Passage given:
========

TypeError: unsupported operand type(s) for -: 'datetime.date' and 'NoneType'

### V1

In [1]:
import pandas as pd
import numpy as np
from faker import Faker
from datetime import datetime, timedelta, date
import json

class HRDataGenerator:
    def __init__(self, seed=42):
        self.fake = Faker()
        Faker.seed(seed)
        np.random.seed(seed)
        
        # Constants that affect data generation
        self.MIN_AGE = 22
        self.MAX_AGE = 65
        self.MIN_YEARS_HISTORY = 10
        self.TODAY = date.today()
        self.BASE_YEAR = self.TODAY.year
        
        self._initialize_lookup_data()
    
    def _initialize_lookup_data(self):
        """Initialize all lookup data with realistic values"""
        self.departments = {
            'Engineering': {
                'roles': ['Software Engineer', 'Senior Software Engineer', 'QA Engineer'],
                'salary_ranges': {
                    'Software Engineer': (75000, 120000),
                    'Senior Software Engineer': (110000, 180000),
                    'QA Engineer': (65000, 110000)
                }
            },
            'IT': {
                'roles': ['System Administrator', 'Network Engineer', 'Security Analyst'],
                'salary_ranges': {
                    'System Administrator': (65000, 115000),
                    'Network Engineer': (80000, 140000),
                    'Security Analyst': (90000, 150000)
                }
            },
            'Sales': {
                'roles': ['Sales Representative', 'Account Executive', 'Sales Manager'],
                'salary_ranges': {
                    'Sales Representative': (45000, 90000),
                    'Account Executive': (70000, 130000),
                    'Sales Manager': (100000, 160000)

========

Records to process:
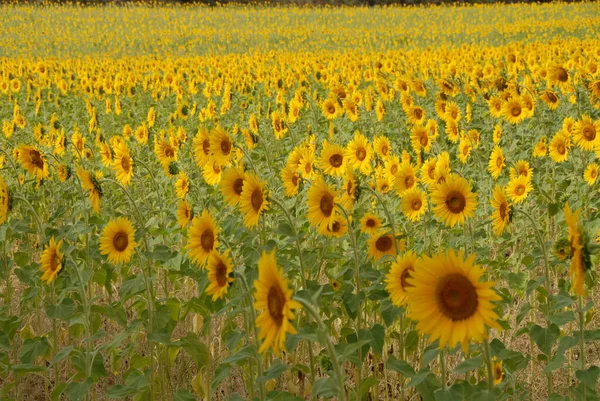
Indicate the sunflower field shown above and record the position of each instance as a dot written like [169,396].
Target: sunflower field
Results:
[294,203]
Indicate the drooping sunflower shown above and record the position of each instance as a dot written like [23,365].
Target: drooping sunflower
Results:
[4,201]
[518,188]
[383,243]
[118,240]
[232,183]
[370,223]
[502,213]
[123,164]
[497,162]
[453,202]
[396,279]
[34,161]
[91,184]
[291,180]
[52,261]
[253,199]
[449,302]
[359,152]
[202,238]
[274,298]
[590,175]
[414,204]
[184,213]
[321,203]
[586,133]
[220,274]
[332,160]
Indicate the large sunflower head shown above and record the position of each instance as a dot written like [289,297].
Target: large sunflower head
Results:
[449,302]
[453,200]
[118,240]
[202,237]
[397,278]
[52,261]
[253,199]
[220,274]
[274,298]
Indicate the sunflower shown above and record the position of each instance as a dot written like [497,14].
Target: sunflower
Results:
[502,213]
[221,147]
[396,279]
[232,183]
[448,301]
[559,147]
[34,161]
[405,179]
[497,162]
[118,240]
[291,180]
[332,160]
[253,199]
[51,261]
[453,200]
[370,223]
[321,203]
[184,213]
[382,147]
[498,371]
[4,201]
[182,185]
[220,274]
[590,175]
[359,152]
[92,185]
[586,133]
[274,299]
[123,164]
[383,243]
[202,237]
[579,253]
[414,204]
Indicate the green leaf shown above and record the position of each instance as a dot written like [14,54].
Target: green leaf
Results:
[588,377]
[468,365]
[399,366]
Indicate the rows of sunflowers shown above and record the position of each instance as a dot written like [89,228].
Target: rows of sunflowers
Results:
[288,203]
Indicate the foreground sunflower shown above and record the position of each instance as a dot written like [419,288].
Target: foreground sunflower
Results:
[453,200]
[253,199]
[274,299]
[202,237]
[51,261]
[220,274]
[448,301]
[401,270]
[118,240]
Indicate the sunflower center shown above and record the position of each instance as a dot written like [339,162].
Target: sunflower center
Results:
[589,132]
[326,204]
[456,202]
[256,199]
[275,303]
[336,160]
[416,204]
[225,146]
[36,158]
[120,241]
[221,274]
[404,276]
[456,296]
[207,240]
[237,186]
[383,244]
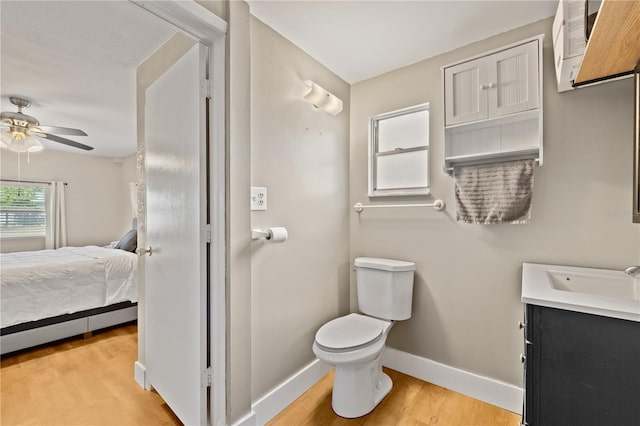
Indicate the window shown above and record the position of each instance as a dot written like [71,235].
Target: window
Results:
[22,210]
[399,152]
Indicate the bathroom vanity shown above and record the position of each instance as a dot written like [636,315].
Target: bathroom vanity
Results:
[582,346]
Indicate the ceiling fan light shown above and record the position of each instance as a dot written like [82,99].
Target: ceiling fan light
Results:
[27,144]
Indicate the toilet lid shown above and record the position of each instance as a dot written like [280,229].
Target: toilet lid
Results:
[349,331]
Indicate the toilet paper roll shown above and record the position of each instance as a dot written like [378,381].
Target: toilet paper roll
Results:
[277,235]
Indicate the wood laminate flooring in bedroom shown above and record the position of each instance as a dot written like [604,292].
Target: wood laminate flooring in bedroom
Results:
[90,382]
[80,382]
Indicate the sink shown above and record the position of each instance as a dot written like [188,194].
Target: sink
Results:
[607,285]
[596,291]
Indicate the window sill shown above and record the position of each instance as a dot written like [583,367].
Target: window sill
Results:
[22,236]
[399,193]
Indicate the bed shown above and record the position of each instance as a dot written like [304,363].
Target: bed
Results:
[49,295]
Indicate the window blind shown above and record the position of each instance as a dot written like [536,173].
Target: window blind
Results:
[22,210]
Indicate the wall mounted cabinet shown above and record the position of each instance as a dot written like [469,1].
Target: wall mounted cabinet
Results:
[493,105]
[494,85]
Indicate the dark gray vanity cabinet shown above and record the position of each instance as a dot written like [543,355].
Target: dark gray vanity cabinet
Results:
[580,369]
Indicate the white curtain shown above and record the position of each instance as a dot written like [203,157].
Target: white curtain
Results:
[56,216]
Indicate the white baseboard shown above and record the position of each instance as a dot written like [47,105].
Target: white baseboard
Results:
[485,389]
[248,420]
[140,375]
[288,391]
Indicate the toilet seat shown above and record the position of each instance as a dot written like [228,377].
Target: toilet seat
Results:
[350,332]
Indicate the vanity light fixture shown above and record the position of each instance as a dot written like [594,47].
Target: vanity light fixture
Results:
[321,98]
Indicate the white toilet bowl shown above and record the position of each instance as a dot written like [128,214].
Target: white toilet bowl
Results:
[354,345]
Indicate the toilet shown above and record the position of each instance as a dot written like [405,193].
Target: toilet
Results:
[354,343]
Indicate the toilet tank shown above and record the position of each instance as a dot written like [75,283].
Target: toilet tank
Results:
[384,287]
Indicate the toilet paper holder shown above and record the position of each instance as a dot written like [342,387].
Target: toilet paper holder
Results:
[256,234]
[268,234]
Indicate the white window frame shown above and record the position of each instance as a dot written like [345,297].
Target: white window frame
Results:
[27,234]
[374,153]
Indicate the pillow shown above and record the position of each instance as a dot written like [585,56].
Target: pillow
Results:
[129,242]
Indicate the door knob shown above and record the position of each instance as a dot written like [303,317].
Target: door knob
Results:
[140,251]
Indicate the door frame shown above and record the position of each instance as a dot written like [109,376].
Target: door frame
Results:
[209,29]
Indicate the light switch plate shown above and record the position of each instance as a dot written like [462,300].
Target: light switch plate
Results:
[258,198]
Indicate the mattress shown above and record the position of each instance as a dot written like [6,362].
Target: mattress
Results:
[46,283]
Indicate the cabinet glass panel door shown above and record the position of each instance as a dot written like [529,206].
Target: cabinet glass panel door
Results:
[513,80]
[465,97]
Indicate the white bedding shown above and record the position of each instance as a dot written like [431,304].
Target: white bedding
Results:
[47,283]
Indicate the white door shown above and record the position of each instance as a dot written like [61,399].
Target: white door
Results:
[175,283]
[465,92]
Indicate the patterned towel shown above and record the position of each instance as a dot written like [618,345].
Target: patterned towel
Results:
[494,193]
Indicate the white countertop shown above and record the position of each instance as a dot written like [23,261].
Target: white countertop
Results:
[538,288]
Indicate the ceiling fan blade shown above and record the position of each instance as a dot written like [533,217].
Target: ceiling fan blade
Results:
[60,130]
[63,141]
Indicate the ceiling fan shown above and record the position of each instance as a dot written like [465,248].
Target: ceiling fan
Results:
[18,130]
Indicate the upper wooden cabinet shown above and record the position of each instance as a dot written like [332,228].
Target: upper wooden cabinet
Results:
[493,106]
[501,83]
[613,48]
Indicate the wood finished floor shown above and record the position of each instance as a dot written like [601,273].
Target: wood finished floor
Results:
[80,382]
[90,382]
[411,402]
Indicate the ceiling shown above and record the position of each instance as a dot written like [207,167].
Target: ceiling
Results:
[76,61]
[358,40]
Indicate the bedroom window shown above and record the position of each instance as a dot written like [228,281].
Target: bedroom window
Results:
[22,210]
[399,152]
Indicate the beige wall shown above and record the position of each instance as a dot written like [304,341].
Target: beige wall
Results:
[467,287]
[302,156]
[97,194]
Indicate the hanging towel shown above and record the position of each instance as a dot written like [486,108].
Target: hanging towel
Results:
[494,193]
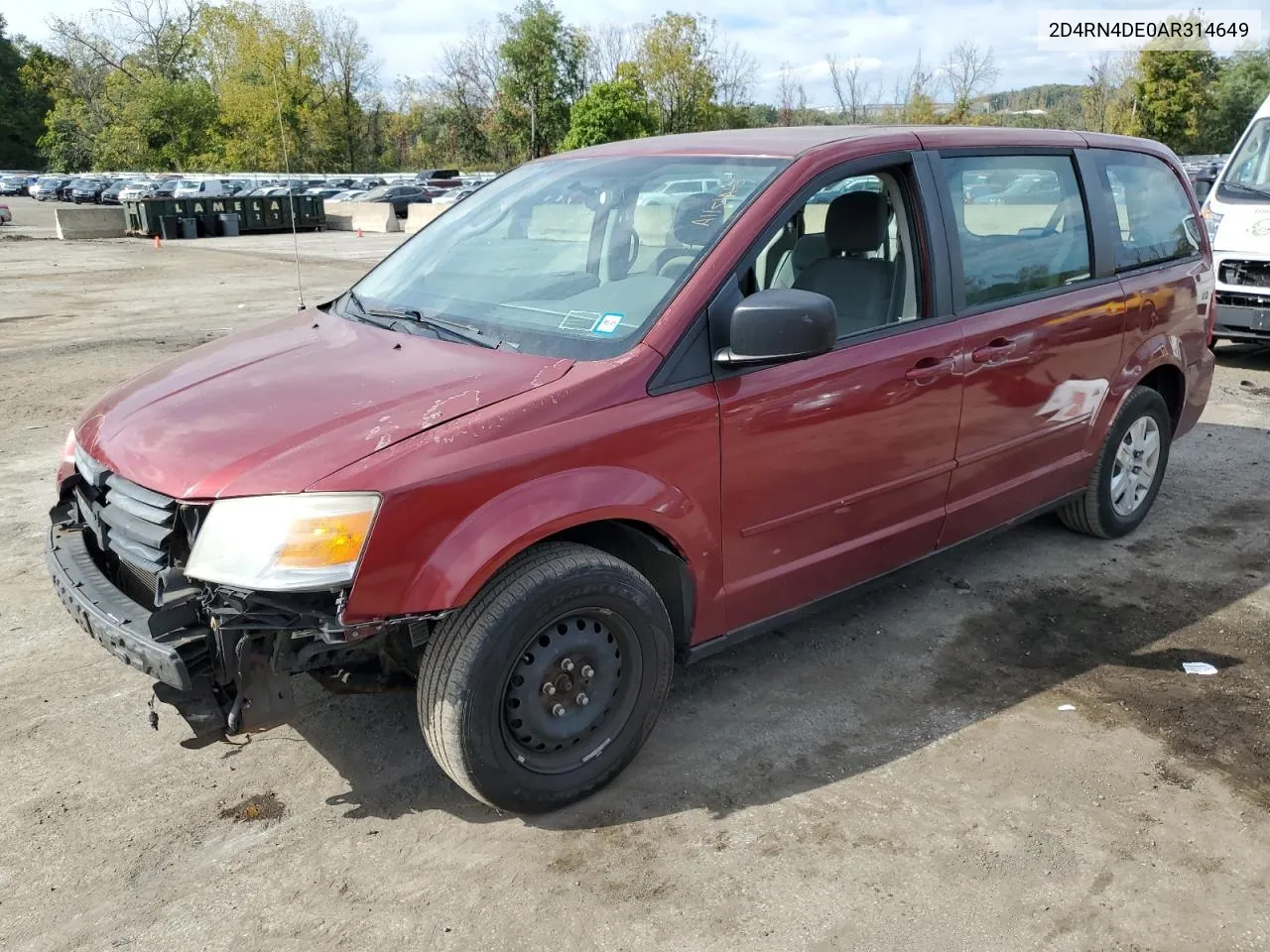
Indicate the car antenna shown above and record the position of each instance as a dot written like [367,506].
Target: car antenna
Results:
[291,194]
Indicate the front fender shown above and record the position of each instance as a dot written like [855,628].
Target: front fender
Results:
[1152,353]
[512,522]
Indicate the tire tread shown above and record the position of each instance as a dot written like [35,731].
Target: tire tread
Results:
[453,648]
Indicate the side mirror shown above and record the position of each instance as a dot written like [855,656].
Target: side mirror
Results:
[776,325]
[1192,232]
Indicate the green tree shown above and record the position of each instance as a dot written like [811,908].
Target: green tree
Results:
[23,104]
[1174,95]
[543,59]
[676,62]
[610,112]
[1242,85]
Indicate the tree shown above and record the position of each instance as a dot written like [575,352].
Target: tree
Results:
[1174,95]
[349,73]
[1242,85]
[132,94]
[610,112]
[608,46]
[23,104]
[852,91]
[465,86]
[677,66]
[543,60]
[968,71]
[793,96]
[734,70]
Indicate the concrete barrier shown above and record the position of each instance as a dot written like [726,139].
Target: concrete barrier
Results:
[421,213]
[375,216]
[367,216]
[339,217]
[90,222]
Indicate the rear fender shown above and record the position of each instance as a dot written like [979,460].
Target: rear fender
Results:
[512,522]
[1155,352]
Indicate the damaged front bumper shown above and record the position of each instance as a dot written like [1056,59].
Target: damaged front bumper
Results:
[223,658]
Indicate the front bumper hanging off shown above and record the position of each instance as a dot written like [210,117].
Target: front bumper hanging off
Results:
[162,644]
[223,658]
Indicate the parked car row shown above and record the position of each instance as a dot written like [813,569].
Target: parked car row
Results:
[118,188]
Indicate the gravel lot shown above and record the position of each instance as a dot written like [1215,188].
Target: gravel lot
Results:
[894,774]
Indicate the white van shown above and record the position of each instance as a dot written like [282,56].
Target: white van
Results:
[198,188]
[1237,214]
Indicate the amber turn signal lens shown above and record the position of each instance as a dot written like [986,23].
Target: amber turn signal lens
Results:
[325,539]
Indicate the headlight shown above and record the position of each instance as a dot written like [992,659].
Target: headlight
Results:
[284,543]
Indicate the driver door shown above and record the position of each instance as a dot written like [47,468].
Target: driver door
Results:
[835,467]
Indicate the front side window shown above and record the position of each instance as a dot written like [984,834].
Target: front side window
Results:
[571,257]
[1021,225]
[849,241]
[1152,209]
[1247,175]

========

Stated exercise 1:
Using the HR data generator code above, answer the following:
(a) What value does the code assign to MAX_AGE?
(b) What salary range is given for the Network Engineer role?
(c) Which three roles are listed under the Sales department?
Stated exercise 2:
Pick out every line of the records that contains the string "fender". Case counts.

Worked solution 1:
(a) 65
(b) (80000, 140000)
(c) Sales Representative, Account Executive, and Sales Manager

Worked solution 2:
Indicate the front fender shown above and record the position of each instance as a dot written like [855,628].
Target: front fender
Indicate the rear fender shown above and record the position of each instance as a dot written like [979,460].
Target: rear fender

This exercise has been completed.